Work required: Reproduce all of the records below, substituting "Confirm it with a bounding box" for every occurrence of "Back me up with a bounding box" and leaving all other text unchanged. Omit the pictures from your answer.

(Image entries on named regions)
-- Start --
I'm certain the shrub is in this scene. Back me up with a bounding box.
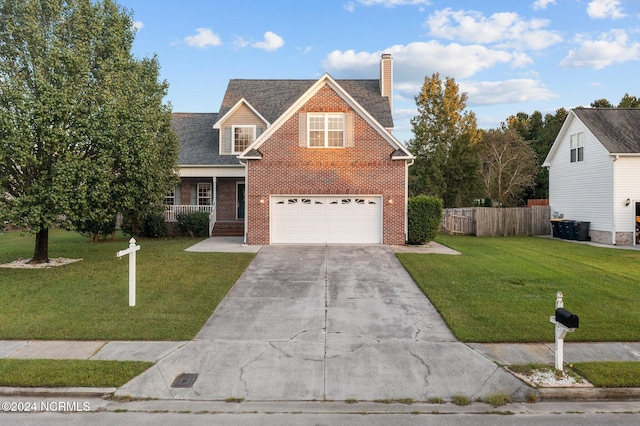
[176,212,209,237]
[407,195,442,244]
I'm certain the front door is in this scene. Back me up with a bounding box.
[236,182,244,219]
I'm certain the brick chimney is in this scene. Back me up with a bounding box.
[380,53,393,113]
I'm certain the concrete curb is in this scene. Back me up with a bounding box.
[0,387,118,398]
[0,387,640,405]
[538,388,640,401]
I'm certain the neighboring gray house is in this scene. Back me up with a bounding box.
[543,108,640,245]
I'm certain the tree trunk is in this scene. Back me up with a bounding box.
[29,228,49,263]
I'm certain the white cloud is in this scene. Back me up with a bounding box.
[533,0,556,10]
[458,78,558,107]
[358,0,431,7]
[251,31,284,52]
[184,28,222,49]
[560,30,640,70]
[587,0,626,19]
[323,41,518,83]
[425,8,562,50]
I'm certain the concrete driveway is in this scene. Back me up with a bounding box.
[116,246,532,401]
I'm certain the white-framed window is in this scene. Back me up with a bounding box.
[164,187,176,206]
[198,182,211,206]
[571,133,584,163]
[232,126,256,154]
[307,113,345,148]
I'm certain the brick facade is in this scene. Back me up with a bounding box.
[216,178,244,221]
[247,86,406,244]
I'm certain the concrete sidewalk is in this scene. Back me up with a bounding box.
[0,340,640,366]
[0,340,187,362]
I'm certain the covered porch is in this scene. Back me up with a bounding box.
[164,176,245,236]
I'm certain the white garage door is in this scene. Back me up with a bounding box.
[271,195,382,244]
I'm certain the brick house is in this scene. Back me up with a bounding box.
[167,54,413,244]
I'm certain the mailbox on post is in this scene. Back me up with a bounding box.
[556,308,578,328]
[549,291,578,371]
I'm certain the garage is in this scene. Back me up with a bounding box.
[270,195,382,244]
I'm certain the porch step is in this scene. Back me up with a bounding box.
[211,221,244,237]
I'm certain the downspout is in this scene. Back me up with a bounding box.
[404,158,416,243]
[611,154,618,246]
[240,161,249,247]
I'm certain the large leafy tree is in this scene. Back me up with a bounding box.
[0,0,178,262]
[407,73,481,207]
[481,128,538,207]
[506,108,569,199]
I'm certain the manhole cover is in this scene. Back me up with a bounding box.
[171,373,198,388]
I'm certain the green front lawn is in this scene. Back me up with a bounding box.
[0,230,254,340]
[397,235,640,342]
[0,359,153,388]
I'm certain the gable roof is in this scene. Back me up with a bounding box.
[238,73,414,160]
[171,112,240,166]
[213,98,270,129]
[542,108,640,167]
[573,108,640,154]
[219,79,393,129]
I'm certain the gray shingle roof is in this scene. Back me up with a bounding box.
[219,79,393,128]
[171,79,393,166]
[573,108,640,154]
[171,112,240,166]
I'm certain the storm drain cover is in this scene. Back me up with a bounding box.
[171,373,198,388]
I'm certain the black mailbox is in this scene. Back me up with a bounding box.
[556,308,578,328]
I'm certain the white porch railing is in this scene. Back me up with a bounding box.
[164,204,216,223]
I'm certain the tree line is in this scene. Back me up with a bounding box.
[0,0,178,263]
[407,73,640,207]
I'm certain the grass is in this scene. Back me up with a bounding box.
[573,362,640,388]
[0,229,254,340]
[397,235,640,343]
[451,394,471,407]
[0,359,153,387]
[484,392,513,407]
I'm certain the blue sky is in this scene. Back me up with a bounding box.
[119,0,640,141]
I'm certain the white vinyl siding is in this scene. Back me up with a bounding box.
[549,116,613,231]
[231,126,256,154]
[220,105,265,155]
[570,132,584,163]
[613,156,640,232]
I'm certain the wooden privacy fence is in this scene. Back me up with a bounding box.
[440,206,551,237]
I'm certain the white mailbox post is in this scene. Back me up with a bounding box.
[117,237,140,306]
[549,291,578,371]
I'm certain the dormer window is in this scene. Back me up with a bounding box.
[232,126,256,154]
[571,133,584,163]
[307,113,345,148]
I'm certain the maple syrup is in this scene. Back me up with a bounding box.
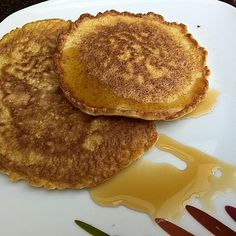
[90,135,236,218]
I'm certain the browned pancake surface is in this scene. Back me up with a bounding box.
[55,11,209,120]
[0,19,157,189]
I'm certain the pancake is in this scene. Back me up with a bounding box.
[55,10,209,120]
[0,19,157,189]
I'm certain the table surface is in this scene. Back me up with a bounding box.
[0,0,236,22]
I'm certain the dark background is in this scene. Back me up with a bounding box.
[0,0,236,22]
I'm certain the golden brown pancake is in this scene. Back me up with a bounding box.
[55,11,209,120]
[0,19,157,189]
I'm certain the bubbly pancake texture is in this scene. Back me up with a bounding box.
[0,19,157,189]
[55,10,209,120]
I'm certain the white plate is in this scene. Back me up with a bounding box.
[0,0,236,236]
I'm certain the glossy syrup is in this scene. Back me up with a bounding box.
[90,135,236,218]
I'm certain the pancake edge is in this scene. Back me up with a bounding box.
[53,10,210,120]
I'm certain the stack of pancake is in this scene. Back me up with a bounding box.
[0,11,209,189]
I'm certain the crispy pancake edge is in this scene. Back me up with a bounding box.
[0,19,158,190]
[53,10,210,120]
[0,129,159,190]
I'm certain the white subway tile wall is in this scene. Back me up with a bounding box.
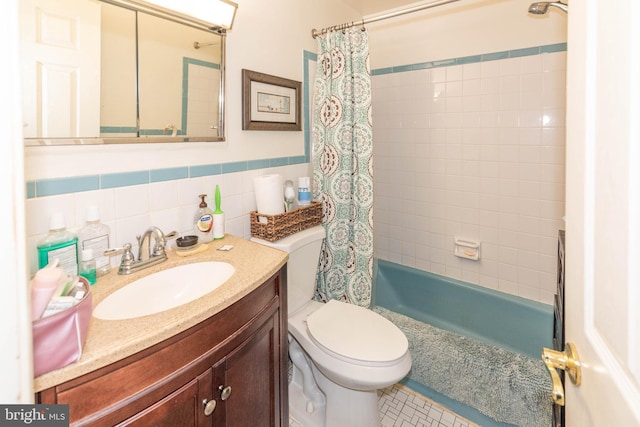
[372,51,566,304]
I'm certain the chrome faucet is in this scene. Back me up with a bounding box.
[104,226,178,274]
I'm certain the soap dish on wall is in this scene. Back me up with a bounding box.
[454,237,480,261]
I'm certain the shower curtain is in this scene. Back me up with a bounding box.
[312,27,373,307]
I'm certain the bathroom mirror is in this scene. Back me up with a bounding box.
[20,0,226,146]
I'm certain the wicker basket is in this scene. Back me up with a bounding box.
[249,202,322,242]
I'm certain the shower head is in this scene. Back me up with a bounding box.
[529,1,569,15]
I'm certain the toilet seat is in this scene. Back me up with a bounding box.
[306,300,409,366]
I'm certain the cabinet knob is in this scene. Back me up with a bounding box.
[202,399,217,417]
[218,385,231,400]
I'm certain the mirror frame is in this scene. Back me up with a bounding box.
[23,0,227,147]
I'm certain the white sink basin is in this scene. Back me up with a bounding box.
[93,261,235,320]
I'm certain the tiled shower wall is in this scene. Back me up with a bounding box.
[373,48,566,304]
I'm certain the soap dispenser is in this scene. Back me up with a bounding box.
[193,194,213,243]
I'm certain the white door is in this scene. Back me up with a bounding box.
[565,0,640,427]
[19,0,100,138]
-- End --
Result:
I'm certain the shrub is in this scene. Confirm it with a bounding box.
[176,212,209,237]
[407,195,442,244]
I'm certain the front door is in this scene. Confirm it with a bounding box.
[236,182,244,219]
I'm certain the brick chimney is in this scene. Confirm it with a bounding box.
[380,53,393,113]
I'm certain the concrete curb is in this scene. Confirm it with a bounding box.
[0,387,118,398]
[0,387,640,405]
[538,388,640,401]
I'm certain the neighboring gray house is in this scene. Confirm it with a bounding box.
[543,108,640,245]
I'm certain the tree trunk is in this scene. Confirm it with a bounding box.
[29,228,49,263]
I'm certain the white cloud is in this scene. Confirm it with a bounding box.
[533,0,556,10]
[458,78,558,107]
[358,0,431,7]
[251,31,284,52]
[184,28,222,49]
[560,30,640,70]
[587,0,626,19]
[323,41,518,83]
[425,8,562,50]
I'm certain the concrete driveway is in this scene. Confirm it with a bounding box.
[116,246,532,401]
I'm certain the white-framed window is in this scene. Confirm it with a bounding box.
[164,187,176,206]
[198,182,211,206]
[571,133,584,163]
[232,126,256,154]
[307,113,345,148]
I'm certain the brick facade is in this scene. Confirm it with a bounding box.
[216,178,244,221]
[247,86,406,244]
I'm certain the concrete sidewalk is in this scene. Confirm it with a bounding box.
[0,340,640,366]
[0,340,187,362]
I'm certain the covered porch is in this scene. Confirm it with a bounding box.
[164,176,245,236]
I'm certain the white garage door is in this scene. Confirm it with a bounding box.
[271,195,382,244]
I'm certain the brick house is in this scene. Confirm it with a bounding box.
[167,54,413,244]
I'm certain the mailbox on post is in this scene. Confirm it with a bounding box.
[556,308,578,328]
[549,291,578,371]
I'm certain the garage is in this scene. Confirm it with a bounding box.
[270,195,382,244]
I'm certain the porch step is in this scene. Confirm it with a bounding box.
[211,221,244,237]
I'm certain the downspout is in this scene. Confirm it with a bounding box.
[404,158,416,243]
[611,154,618,246]
[240,161,249,247]
I'm certain the large leafy tree is in this scene. Confirm it with a bounding box.
[0,0,178,262]
[407,73,481,207]
[481,128,538,207]
[506,108,569,199]
I'm certain the manhole cover is in this scene. Confirm it with a bounding box.
[171,373,198,388]
I'm certain the green front lawn is in this scene. Confirm it with a bounding box.
[0,230,254,340]
[397,235,640,342]
[0,359,153,388]
I'm certain the gable roof is in this scene. Confirm it with a bounding box.
[238,73,414,160]
[171,112,240,166]
[213,98,270,129]
[542,108,640,167]
[573,108,640,154]
[219,79,393,129]
I'm certain the gray shingle roof is in this scene. Confirm it with a bounding box.
[219,79,393,128]
[171,79,393,166]
[573,108,640,154]
[171,112,240,166]
I'm certain the storm drain cover is in this scene. Confirm it with a bounding box.
[171,373,198,388]
I'm certain the black mailbox is in this scene. Confirm it with a bounding box.
[556,308,578,328]
I'm certain the white porch railing is in this scene. Confirm it with a bounding box.
[164,204,216,223]
I'm certain the tree line is in this scene. Confirm it with a bounding box.
[0,0,178,263]
[407,73,640,207]
I'm certain the grass is in this scene. Confirm it with a bounding box.
[573,362,640,388]
[0,229,254,340]
[397,235,640,343]
[451,394,471,407]
[0,359,153,387]
[484,392,513,407]
I'm certain the blue sky is in this scene. Confirm it with a bounding box.
[119,0,640,141]
I'm certain the white vinyl siding is in this scene. Confirm it with a bounding box.
[549,116,613,231]
[231,126,256,154]
[220,105,265,155]
[570,132,584,163]
[613,156,640,232]
I'm certain the wooden privacy fence is in this scene. Confirm it with a bounding box.
[440,206,551,237]
I'm certain the white mailbox post is in this scene. Confirm it with a bounding box.
[117,237,140,306]
[549,291,578,371]
I'm certain the dormer window is in this scene. Confirm it with a bounding box.
[232,126,256,154]
[571,133,584,163]
[307,113,345,148]
I'm certain the maple syrup is in this scene. Confirm it with a bounding box.
[90,135,236,218]
I'm certain the browned pancake surface is in this scene. Confirm it with a bounding box.
[55,11,209,120]
[0,19,157,189]
I'm certain the pancake is in this scene. Confirm it with a bounding box.
[55,10,209,120]
[0,19,157,189]
I'm certain the table surface is in this scene. Confirm it with a bounding box.
[0,0,236,22]
I'm certain the dark background is in this scene. Confirm it with a bounding box.
[0,0,236,22]
I'm certain the golden brown pancake is in this scene. Confirm it with a bounding box.
[55,11,209,120]
[0,19,157,189]
I'm certain the bubbly pancake texture is in this scene. Confirm it with a bounding box.
[0,19,157,189]
[55,10,209,120]
I'm certain the white plate is in this scene. Confirm it with a bounding box.
[0,0,236,236]
I'm certain the glossy syrup is in this scene. Confirm it with a bounding box.
[90,135,236,218]
I'm certain the pancake edge is in this scene. Confirm it with a bounding box.
[53,10,210,120]
I'm certain the stack of pancake is in this scene. Confirm it with a bounding box.
[0,11,209,189]
I'm certain the crispy pancake edge is in this scene. Confirm it with a bounding box.
[0,19,158,190]
[53,10,210,120]
[0,129,159,190]
I'm certain the white subway tile wall is in this scene. Confirm it with a bounding box.
[372,51,566,304]
I'm certain the chrome faucet is in this scene. Confirm it with a bounding box.
[104,226,178,274]
I'm certain the soap dish on wall is in this scene. Confirm it with a bounding box.
[454,237,480,261]
I'm certain the shower curtain is in this scene. Confirm it with a bounding box.
[312,27,373,307]
I'm certain the bathroom mirror is in this scene. Confirm it with a bounding box.
[20,0,226,146]
I'm certain the wicker basket is in this scene. Confirm it with a bounding box.
[249,202,322,242]
I'm certain the shower head is in this scene. Confirm it with a bounding box.
[529,1,569,15]
I'm certain the toilet seat is in this scene. Confirm it with a bounding box.
[306,300,409,366]
I'm certain the cabinet knob is in this scene. Confirm it with a bounding box.
[202,399,217,417]
[218,385,231,400]
I'm certain the mirror frame is in this scene. Confirm it with a bounding box.
[23,0,227,147]
I'm certain the white sink basin is in this scene. Confirm it with a bounding box.
[93,261,235,320]
I'm certain the tiled shower wall is in this scene. Confirm it with a bounding box.
[373,48,566,304]
I'm certain the soap dispenser is in this scene. Confirm it with a bounding box.
[193,194,213,243]
I'm certain the white door is in this scene. Confirm it with a bounding box.
[565,0,640,427]
[19,0,100,138]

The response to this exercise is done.